-- Task prompt --
Lines before the one containing "Question: Can you identify the rusty" are excluded; reproduce that line and all lines after it in the entries below, exactly.

— Begin Data for processing —

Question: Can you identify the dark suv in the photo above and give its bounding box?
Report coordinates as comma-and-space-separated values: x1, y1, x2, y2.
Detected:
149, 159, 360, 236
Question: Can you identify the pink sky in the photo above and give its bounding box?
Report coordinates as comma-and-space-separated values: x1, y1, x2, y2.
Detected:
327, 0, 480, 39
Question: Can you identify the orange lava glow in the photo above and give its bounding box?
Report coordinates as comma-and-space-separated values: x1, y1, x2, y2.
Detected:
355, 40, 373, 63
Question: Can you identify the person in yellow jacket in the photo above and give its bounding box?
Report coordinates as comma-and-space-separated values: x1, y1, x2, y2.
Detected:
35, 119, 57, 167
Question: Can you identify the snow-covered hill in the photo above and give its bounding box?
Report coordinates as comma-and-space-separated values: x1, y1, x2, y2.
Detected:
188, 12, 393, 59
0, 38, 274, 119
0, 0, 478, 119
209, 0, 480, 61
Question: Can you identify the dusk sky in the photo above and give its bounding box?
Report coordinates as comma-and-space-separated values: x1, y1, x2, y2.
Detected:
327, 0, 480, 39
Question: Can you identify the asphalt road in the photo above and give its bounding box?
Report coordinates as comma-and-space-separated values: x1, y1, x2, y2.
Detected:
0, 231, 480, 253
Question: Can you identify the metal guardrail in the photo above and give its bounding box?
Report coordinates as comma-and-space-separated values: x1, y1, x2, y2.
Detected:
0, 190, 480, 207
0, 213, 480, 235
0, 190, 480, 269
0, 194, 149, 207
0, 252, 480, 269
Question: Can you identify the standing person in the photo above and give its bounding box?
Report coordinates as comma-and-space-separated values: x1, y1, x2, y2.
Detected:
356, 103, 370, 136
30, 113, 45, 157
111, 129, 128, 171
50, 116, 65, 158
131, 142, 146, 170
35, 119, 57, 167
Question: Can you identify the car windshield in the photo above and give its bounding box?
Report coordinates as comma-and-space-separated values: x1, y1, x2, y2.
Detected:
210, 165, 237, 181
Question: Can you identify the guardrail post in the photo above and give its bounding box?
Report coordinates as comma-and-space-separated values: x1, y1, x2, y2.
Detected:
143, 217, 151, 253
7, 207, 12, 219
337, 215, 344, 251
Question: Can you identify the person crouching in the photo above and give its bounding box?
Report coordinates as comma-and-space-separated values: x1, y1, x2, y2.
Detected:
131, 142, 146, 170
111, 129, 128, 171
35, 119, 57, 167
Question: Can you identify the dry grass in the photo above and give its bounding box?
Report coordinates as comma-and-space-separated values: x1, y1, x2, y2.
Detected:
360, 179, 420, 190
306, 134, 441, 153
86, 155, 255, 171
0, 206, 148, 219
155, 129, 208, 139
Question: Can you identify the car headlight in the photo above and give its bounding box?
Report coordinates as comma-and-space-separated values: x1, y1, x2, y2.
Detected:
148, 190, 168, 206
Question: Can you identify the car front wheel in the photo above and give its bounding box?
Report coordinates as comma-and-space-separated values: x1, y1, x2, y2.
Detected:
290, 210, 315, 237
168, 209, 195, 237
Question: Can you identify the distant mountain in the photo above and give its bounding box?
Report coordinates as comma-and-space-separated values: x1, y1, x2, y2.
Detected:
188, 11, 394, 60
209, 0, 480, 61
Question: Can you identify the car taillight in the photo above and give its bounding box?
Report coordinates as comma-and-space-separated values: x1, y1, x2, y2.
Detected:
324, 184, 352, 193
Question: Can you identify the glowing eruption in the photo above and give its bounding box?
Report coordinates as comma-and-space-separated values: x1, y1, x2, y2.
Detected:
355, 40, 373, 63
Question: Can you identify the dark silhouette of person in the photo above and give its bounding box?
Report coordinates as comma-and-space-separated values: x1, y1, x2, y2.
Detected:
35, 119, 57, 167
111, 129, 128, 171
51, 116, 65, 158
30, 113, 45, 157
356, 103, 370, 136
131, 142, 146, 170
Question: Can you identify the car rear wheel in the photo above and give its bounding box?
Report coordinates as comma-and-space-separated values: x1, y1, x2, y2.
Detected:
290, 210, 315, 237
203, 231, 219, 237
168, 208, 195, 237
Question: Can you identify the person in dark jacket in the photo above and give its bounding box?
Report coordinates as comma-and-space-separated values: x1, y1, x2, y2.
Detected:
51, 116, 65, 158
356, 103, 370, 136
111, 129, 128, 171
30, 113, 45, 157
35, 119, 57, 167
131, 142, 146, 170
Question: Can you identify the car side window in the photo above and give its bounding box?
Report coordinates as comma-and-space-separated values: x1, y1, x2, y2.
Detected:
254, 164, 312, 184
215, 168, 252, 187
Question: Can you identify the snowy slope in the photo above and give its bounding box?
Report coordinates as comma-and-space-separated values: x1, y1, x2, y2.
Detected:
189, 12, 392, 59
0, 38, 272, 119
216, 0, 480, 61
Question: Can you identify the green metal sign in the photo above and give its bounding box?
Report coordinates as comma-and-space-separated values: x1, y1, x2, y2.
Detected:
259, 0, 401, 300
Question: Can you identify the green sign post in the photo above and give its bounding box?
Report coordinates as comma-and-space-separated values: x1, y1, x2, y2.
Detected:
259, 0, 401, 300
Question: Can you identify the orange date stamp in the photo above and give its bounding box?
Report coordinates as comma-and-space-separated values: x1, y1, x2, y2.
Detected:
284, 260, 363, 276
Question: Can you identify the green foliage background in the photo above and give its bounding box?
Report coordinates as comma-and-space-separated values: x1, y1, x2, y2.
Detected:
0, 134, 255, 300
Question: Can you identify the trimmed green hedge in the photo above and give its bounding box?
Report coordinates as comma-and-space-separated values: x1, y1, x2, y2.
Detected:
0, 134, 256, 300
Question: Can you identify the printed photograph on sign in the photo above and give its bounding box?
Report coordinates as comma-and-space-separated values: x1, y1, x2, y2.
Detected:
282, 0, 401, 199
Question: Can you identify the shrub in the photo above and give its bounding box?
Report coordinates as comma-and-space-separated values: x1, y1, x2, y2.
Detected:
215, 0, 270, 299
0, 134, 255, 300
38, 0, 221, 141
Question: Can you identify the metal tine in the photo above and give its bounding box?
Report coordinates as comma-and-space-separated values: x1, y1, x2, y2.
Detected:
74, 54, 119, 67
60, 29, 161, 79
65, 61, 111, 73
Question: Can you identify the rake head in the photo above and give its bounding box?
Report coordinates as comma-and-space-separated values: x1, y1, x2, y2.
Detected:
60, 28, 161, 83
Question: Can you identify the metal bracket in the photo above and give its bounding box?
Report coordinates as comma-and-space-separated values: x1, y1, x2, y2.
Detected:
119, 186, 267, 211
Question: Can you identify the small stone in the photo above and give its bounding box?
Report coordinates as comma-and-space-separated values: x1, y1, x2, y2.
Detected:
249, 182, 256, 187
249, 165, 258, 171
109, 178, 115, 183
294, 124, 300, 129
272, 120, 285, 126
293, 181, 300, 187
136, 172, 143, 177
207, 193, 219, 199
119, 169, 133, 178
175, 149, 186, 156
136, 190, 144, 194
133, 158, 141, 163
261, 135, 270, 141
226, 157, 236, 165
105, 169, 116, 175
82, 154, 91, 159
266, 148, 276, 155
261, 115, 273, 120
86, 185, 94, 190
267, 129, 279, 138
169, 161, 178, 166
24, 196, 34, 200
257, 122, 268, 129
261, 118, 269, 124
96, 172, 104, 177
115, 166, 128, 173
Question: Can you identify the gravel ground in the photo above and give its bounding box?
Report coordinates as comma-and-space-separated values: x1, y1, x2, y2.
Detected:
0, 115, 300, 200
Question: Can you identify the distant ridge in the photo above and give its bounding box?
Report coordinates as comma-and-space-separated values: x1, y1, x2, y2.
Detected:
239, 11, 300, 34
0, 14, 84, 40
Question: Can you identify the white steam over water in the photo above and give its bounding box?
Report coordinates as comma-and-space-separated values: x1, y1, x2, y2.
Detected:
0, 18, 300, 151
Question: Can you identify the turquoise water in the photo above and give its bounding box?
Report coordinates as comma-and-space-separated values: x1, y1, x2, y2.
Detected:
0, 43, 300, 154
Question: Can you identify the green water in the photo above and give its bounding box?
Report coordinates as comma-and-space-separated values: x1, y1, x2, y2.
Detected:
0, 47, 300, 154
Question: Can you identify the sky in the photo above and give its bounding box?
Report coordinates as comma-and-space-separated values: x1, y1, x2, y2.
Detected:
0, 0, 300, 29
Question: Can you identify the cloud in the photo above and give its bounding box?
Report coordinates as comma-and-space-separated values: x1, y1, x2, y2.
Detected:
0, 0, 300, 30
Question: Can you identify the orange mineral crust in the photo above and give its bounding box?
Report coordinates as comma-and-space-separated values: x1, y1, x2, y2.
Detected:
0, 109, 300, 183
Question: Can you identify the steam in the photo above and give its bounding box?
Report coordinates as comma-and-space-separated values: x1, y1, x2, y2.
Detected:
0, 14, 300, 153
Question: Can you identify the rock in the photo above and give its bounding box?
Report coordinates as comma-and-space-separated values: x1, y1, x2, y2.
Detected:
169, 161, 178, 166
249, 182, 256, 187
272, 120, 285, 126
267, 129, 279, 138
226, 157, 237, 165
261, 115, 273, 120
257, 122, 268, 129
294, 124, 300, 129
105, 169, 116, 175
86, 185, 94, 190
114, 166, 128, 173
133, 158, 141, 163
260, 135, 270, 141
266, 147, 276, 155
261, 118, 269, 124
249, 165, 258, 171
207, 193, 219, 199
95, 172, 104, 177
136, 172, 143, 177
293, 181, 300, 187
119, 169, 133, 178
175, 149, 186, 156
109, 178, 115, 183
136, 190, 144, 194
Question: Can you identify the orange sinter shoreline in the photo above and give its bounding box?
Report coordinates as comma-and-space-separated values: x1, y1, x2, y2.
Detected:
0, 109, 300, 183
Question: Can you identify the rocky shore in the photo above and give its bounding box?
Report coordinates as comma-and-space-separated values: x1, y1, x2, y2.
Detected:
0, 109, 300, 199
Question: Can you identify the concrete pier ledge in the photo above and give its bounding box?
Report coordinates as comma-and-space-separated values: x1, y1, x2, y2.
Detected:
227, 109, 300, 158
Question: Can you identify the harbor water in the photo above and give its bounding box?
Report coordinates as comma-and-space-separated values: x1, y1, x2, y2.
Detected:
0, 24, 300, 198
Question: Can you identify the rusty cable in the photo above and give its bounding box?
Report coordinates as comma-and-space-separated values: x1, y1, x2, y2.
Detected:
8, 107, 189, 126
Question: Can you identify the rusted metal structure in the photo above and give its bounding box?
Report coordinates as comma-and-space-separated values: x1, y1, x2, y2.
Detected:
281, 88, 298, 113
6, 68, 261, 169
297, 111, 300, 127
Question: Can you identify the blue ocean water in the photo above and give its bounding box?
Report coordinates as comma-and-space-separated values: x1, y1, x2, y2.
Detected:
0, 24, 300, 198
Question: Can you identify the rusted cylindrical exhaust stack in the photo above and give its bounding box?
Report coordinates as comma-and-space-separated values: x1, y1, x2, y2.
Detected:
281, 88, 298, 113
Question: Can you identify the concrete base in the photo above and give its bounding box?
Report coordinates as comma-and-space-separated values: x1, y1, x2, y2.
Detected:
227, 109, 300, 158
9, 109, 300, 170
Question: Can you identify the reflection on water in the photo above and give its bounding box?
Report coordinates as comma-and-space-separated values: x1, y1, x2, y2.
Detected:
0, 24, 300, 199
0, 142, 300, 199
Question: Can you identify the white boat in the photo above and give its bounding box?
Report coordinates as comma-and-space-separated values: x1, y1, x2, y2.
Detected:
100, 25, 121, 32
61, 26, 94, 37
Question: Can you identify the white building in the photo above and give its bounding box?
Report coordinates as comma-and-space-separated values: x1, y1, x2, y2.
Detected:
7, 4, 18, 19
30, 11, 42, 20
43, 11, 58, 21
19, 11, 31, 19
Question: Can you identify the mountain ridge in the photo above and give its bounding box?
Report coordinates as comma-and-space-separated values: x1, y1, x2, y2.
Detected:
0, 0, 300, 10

— End Data for processing —

-- Answer to this task --
Question: Can you identify the rusty cable in the photo above and give its bounding box?
Report coordinates as comma-and-space-separated values: x1, y1, x2, y2.
Detected:
8, 107, 189, 126
Question: Can you identify the rusted metal structure in the photo above and give its bounding box?
Report coordinates as comma-and-space-separated values: x1, y1, x2, y2.
Detected:
281, 88, 298, 113
6, 68, 261, 169
297, 111, 300, 127
Question: Can you identify the blue ocean water in the photo above and give its bounding box?
Report coordinates as comma-and-space-separated values: x1, y1, x2, y2.
Detected:
0, 24, 300, 198
Question: Can you identify the rusted cylindrical exhaust stack in the photo above and give its bounding box?
Report coordinates as comma-and-space-separated values: x1, y1, x2, y2.
Detected:
281, 88, 298, 113
Question: Can you identify the concrete base in the photo above and give its bounding box?
Report coordinates as comma-and-space-separated values: x1, y1, x2, y2.
Detected:
227, 109, 300, 158
9, 109, 300, 170
Question: Can you identify the reflection on water in the photo above and give its bounding box?
Report coordinates as comma-and-space-separated values: x1, y1, x2, y2.
Detected:
0, 24, 300, 199
0, 142, 300, 199
Question: Can you identify the white boat in the photo above and give its bounding box?
Report coordinates as comma-and-space-separated values: x1, y1, x2, y2.
Detected:
100, 25, 121, 32
61, 26, 94, 37
Question: Can you identify the white building in the photo above and give its bounding box?
Report coordinates as comma-and-space-separated values: x1, y1, x2, y2.
Detected:
7, 4, 18, 19
30, 11, 42, 20
43, 11, 58, 21
19, 11, 31, 19
Question: Can you identify the mountain ridge in the photo above and give its bounding box?
Report coordinates as comma-and-space-separated values: x1, y1, x2, y2.
Detected:
0, 0, 300, 10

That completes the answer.